[EXERCISE INSTRUCTIONS] Retype the entries exactly. Include every line.

[EXERCISE MATERIALS]
==*==

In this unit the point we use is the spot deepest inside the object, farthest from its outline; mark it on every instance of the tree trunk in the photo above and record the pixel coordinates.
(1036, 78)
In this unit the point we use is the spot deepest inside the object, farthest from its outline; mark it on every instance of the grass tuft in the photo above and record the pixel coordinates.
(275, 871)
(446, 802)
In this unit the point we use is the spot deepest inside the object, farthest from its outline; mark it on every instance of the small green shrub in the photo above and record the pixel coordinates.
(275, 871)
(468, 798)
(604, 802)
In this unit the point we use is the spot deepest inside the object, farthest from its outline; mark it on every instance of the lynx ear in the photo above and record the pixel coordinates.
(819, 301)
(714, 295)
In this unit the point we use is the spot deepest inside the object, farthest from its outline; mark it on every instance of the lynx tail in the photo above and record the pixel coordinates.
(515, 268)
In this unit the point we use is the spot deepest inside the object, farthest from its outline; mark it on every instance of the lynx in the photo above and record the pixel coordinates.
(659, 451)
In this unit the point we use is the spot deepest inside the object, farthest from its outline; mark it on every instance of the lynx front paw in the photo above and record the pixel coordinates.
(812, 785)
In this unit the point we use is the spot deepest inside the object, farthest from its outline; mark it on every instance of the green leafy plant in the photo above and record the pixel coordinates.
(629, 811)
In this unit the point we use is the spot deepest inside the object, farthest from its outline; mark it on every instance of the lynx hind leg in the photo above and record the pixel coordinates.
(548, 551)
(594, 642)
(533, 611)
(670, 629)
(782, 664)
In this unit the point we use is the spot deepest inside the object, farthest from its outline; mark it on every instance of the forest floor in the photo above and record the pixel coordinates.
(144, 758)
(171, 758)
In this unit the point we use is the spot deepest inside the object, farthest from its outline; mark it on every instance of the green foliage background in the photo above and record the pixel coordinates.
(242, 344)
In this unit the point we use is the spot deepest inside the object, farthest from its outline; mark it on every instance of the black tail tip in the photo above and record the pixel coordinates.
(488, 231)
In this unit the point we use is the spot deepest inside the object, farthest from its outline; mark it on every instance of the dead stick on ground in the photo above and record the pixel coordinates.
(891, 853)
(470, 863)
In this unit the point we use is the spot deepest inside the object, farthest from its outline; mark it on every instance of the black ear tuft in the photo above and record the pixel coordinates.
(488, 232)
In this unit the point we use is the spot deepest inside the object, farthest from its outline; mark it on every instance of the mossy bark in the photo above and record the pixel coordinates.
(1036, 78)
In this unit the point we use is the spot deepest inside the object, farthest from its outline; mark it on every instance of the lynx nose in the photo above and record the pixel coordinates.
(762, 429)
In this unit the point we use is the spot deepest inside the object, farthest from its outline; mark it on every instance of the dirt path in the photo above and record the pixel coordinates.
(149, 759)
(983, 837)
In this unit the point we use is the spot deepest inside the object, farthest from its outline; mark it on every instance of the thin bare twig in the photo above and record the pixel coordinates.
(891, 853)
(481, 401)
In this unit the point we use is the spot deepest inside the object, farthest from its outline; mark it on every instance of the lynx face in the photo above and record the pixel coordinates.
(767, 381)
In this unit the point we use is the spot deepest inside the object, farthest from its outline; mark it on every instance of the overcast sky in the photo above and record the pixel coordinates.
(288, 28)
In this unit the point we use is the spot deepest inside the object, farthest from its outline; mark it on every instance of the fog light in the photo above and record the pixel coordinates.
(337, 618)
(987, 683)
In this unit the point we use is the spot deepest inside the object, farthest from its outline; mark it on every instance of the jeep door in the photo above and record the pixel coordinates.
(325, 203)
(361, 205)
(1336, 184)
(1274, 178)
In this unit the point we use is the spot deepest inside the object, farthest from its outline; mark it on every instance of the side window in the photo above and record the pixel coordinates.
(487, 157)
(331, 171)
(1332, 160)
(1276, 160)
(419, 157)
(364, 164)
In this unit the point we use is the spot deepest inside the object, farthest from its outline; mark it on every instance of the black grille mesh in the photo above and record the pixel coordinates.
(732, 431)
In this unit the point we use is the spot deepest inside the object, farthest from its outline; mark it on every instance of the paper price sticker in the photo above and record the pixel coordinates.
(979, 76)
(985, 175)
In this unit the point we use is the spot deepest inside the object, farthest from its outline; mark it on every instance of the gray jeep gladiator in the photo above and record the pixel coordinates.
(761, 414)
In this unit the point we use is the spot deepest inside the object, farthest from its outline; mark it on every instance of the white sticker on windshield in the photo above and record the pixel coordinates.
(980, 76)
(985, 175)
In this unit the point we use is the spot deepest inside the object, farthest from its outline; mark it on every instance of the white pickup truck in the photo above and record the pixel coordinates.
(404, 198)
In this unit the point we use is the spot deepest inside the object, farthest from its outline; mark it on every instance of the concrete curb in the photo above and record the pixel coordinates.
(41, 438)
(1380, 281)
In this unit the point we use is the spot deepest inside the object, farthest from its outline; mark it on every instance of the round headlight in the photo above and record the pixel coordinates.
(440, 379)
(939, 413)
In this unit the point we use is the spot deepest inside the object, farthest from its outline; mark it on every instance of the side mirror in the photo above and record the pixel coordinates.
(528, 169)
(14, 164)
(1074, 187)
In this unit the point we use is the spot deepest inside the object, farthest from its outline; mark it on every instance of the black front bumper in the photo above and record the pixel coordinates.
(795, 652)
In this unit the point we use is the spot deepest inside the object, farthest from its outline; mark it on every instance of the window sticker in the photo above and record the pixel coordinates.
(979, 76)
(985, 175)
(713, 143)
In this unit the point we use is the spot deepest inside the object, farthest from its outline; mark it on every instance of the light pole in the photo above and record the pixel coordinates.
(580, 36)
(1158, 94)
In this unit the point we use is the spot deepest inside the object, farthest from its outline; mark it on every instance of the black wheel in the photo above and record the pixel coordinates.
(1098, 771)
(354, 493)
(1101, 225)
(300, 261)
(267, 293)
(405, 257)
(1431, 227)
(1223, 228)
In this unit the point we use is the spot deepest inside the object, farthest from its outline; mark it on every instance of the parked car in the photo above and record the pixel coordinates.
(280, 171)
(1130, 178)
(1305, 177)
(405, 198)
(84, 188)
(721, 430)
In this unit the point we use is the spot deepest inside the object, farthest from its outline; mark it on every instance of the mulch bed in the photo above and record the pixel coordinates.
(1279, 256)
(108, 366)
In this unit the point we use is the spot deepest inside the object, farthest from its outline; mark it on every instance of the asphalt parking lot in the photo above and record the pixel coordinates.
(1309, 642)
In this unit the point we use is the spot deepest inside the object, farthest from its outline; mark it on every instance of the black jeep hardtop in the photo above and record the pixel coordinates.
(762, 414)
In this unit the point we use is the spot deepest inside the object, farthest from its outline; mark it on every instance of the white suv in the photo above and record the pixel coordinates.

==*==

[WRITTEN RESPONSE]
In this unit the point we use is the spot deepest inside the object, farthest from its outline; mark it on every instance of the tree trunk in the photo above and record the pixel coordinates.
(1036, 78)
In this unit the point we use is the spot deepest inside the object, farthest from its outline; mark it on every instance of the grass tuft in the photo above and record the pixel coordinates.
(275, 871)
(446, 802)
In this unit the point we use is the spot deepest inside the object, farthest from its outline; mark it on every instance of the small green shrub in the photo above and record the pixel coordinates.
(275, 871)
(468, 798)
(604, 802)
In this unit the point we use is the spot deepest inside the object, farthest from its outline; mark it on every instance of the lynx ear in the photo above and record the pixel coordinates.
(819, 301)
(714, 295)
In this unit the point we use is the spot deepest inside the object, farthest from its outline; mark it on every instance of the lynx tail in the photo above and record the pixel coordinates.
(515, 268)
In this unit the point we use is the spot deepest inside the object, farthest from its outline; mark it on every instance of the lynx in the photo above and record the pixel coordinates.
(659, 451)
In this unit the point we use is the spot deepest inside the object, farthest from its outline; mark it on every instance of the lynx front paw in the photo above and record the pixel coordinates.
(812, 785)
In this unit the point we use is the spot deepest inside the object, farthest from its outline; mark it on every instance of the green leafy plant in the photo above and record the pixel coordinates.
(629, 811)
In this unit the point we use is the spot deepest inside the object, farthest from its outline; mark it on every instance of the lynx hind leg in the photo above and record the pixel coordinates.
(548, 551)
(594, 642)
(533, 611)
(670, 629)
(782, 664)
In this unit the point we use is the spot deepest inside the object, farthest from its outline; mark it on every instance of the forest floor in the photo above and record the pixel coordinates.
(144, 758)
(171, 758)
In this unit the point we use is the spot deepest inside the object, farthest from its outline; mark it on every instance of the green foliage background in the photo above and record the pixel coordinates.
(242, 344)
In this unit the point we use is the spot deepest inside the object, farthest from its outline; mark it on every instance of the black tail tip in the photo above and record the pixel coordinates.
(488, 231)
In this unit the point we use is the spot deepest inside the object, farthest from its outline; mark it on every instance of the dead stick on ground in the photo above and record the pixel coordinates.
(891, 853)
(470, 863)
In this unit the point we use is the spot deepest inside the object, farthest from its outline; mark it on every instance of the black ear tuft in the photo above and record the pixel coordinates.
(488, 232)
In this unit the point we use is the spot deepest inside the object, farthest from its outline; mark it on every instance of the mossy bark in the photo above and record the pixel coordinates.
(1036, 78)
In this unit the point we use is the spot deepest inside the object, farthest from its outline; mark it on every instance of the lynx nose in the photo above and record the pixel coordinates.
(762, 429)
In this unit the point we use is the spot deepest inside the object, farthest from its outline; mark it on every instance of the dirt path in the photo above and record the pixel coordinates.
(149, 759)
(983, 837)
In this unit the point we use is the spot deepest inside the object, farthest from its outline; mark it on every instance of the thin bare twig in the photo above and record the pixel coordinates.
(891, 853)
(481, 401)
In this unit the point we use is the spot deepest inside the object, farthest from its outline; mark it on every instance of the lynx face in the photo above and record the pixel coordinates.
(767, 381)
In this unit the point we use is the spot deepest inside the object, farthest from its outline; mark it on every instance of the overcast sky in the photo above and record the pixel coordinates.
(288, 28)
In this unit the point we use is the spot deepest inside the object, farthest from its outline; mark it on every instance of the fog light in the photo above and record the pixel coordinates.
(337, 618)
(987, 683)
In this unit the point we use is the spot deepest inside the object, farthest from its outline; mark it on every instance of the jeep door in the photo above and record the pixel coordinates.
(325, 203)
(361, 205)
(1336, 184)
(1274, 178)
In this unit the point we use is the spot deepest inside the object, farthest from its outline; mark it on every instance of the side window in the photo above and record the pixel coordinates.
(487, 157)
(331, 171)
(1332, 160)
(1276, 160)
(419, 157)
(364, 164)
In this unit the point we use is the spot deepest inside the object, farthest from its outline; mark it on every instance of the black grille mesh in the photo above and record the pixel coordinates.
(732, 431)
In this unit the point we use is the spot deepest inside the object, farthest from its outline; mark it on every instance of the paper price sticker in the photo above and record the pixel coordinates.
(979, 76)
(985, 175)
In this unit the point we use is the spot deepest inside the object, farthest from its outline; mark it on every instance of the gray jeep gladiator in the photo above and record the pixel coordinates.
(761, 414)
In this unit the point we use is the spot deepest inside the object, farthest from its outline; mark it on every instance of the white sticker on windshield in the photo above and record the pixel coordinates.
(980, 76)
(985, 175)
In this unit the point we use is the spot deepest inside the object, farthest from its outline; mark it on every instance of the white pickup truck in the photo above and record the pixel coordinates.
(404, 198)
In this unit the point we use is the spot deepest inside the object, farthest from its outline; mark it on every instance of the concrete curb in the photo above and record the pixel coordinates.
(41, 438)
(1380, 281)
In this unit the point we use is the spot deepest inside the object, farthest from its outline; mark it on every instance of the round headlight in the photo above and record the pixel coordinates.
(440, 379)
(939, 413)
In this unit the point we use is the spot deepest inside the object, farthest from its outline; mark it on every instance of the side mirror in the photo above and record the pixel coordinates.
(528, 169)
(14, 164)
(1074, 187)
In this unit the point we use is the spot deepest inside the object, farthest from its outline; mark it on every instance of the black front bumper in the photo above and record the pixel coordinates.
(795, 652)
In this unit the point we use is the spot deepest inside the object, farthest from its outline; mark it on every instance of the window sticker in the photo above and record the pixel coordinates.
(979, 76)
(985, 175)
(713, 143)
In this unit the point we use is the spot deepest inside the object, farthest from its outline; mark it on every instance of the light pole in the photo above and record the pixel coordinates.
(580, 36)
(1158, 94)
In this unit the point we use is the spot deepest inside the object, farthest from its outline; mark it on every instance of the black wheel in the photo above and record the pixel coordinates.
(1098, 771)
(354, 493)
(1101, 225)
(300, 261)
(267, 293)
(405, 257)
(1431, 227)
(1223, 228)
In this unit the point we use is the spot deepest inside the object, farthest from its outline; mark it on every instance of the parked car in the photo above and record the pixel coordinates.
(280, 171)
(1130, 178)
(1305, 177)
(405, 198)
(84, 188)
(721, 430)
In this unit the point we use is the spot deepest inside the object, farthest from its outline; mark it on every instance of the mulch bed in the photo above and record the pixel coordinates.
(1279, 256)
(108, 366)
In this unit the point we use is the spot deepest inside the object, farthest from its outline; mark it on every instance of the asphalt parking lot in the photo above and record the pixel coordinates.
(1309, 642)
In this unit the point we use is the spot deepest inside the object, farthest from its outline; mark it on every instance of the black jeep hardtop in the photo above and record the pixel coordinates.
(762, 414)
In this unit the point we use is the spot deepest inside the object, farthest from its outline; mark it on every instance of the white suv in the photo above and record the pixel coordinates.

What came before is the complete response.